■ DOCUMENT PASSAGE:
_ _ _ _ _
Family-friendly destinations showcased at PTAA’s travel expo
As cheesy as it may sound, what they say in the diplomatic community is true—your first posting will always hold a special place in your heart. For us, it was Kuala Lumpur (KL). I’ve had great experiences in Malaysia’s capital and it was quite the first posting for my husband who learned so much as a diplomat in our embassy’s political section there. While he was busy at work, I made sure to also fill my time by exploring the city and as much of the country as I could to have lots of material for my writing.
Last week, I visited the Philippine Travel Agencies Association’s (PTAA) Travel Tour Expo. It has always been one of the annual events Filipinos frequent to get great travel deals. This year, Malaysia had quite an active participation and I found myself somehow reunited with some of the things I enjoyed while living there.
_ _ _ _ _
■ DATASET EXTRACT:

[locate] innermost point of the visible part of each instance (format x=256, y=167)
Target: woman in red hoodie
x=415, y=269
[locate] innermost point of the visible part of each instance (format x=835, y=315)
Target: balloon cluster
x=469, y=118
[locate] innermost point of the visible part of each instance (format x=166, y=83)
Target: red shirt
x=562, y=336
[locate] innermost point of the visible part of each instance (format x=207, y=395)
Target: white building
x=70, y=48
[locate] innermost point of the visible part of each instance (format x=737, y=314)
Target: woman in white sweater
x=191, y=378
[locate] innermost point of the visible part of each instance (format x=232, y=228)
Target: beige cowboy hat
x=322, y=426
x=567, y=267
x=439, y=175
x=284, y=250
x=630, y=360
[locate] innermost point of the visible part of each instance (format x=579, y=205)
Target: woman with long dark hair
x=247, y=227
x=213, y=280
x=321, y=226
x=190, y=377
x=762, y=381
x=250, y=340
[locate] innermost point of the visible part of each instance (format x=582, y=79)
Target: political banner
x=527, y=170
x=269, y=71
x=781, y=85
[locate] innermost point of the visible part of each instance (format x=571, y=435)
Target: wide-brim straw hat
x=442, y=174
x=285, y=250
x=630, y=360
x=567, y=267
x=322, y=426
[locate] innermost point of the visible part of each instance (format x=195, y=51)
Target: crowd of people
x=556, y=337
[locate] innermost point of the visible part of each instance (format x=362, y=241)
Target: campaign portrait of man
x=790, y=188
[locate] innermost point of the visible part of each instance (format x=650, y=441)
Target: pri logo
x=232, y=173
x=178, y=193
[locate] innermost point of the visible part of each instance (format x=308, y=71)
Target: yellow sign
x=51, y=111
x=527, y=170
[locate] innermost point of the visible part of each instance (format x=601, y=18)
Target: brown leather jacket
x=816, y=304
_ _ _ _ _
■ ASSIGNMENT: Continue the article about the PTAA travel expo from its last sentence.

■ YOUR RESPONSE:
I sat with Tourism Malaysia’s senior deputy director for the international promotion division Jamilah Abdul Halim, who mentioned tourist arrivals from the Philippines were on the upswing pre-pandemic, hitting the 400,000 mark between 2018 and 2019. Now that ease of travel is starting to return, Tourism Malaysia is looking into inviting Filipinos back once more. This, to prove that they’re still an affordable, easy to get to, and exciting travel destination. “There are a lot of new things to discover,” Halim said. From the second tallest building in the world adding another unique fixture in the KL skyline—Merdeka 118—to foodie destinations and family-friendly spots. “And everything is so accessible,” she added.
Theme parks for the family
One thing I noticed while living in KL was the sheer number of amusement parks inside the capital and just within a short driving distance of it. A water park like Sunway Lagoon is reachable by metro. It is conveniently connected to a mall. It has always been popular for families with children as a weekend day trip. Genting Highlands, just an hour from KL, is a mountain retreat on the peak of Mount Ulu Kali. It has a hotel, casino, a new theme park (SkyWorlds), shopping centers, and even a huge, nearby complex with gardens and a Chinese temple for people craving a taste of traditional culture and nature.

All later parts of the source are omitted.